-- Data for the task --

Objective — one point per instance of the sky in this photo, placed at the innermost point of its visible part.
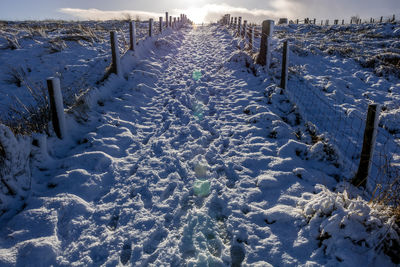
(198, 11)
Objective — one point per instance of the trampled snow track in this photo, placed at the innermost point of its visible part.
(123, 190)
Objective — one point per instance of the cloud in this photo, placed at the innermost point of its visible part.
(273, 9)
(96, 14)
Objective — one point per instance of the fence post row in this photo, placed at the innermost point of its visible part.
(368, 146)
(116, 60)
(57, 107)
(285, 65)
(251, 38)
(132, 34)
(264, 56)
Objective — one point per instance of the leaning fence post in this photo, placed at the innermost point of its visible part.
(116, 60)
(151, 27)
(132, 35)
(57, 107)
(160, 25)
(265, 51)
(285, 65)
(239, 26)
(244, 29)
(368, 146)
(251, 38)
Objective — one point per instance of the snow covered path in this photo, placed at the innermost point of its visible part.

-- Objective --
Set down, exactly and in full, the lines from the one containing "Objective — one point per instance of the trampled" through the end of the entries; no other line belongs.

-- The response --
Objective — one point per instance of the trampled snow track in this photo, placed at the innermost point of its visible part.
(123, 190)
Objective — one point per instance of the cloud in this photo, placed at the innermost point of its visible part.
(273, 9)
(96, 14)
Objective — one point per instance of the fence post row in this photo, placed at the innermost point of its visible part.
(368, 146)
(116, 60)
(57, 107)
(285, 65)
(251, 38)
(132, 34)
(264, 56)
Objective — one point per instance of the leaning fence post in this photo, placed at the innermost point of its visible part.
(116, 60)
(151, 27)
(132, 35)
(57, 107)
(160, 25)
(265, 51)
(285, 65)
(239, 26)
(244, 29)
(368, 146)
(251, 38)
Objective — one point per instance of the snow covered path in this photo, placed at the innermost point of its visible part.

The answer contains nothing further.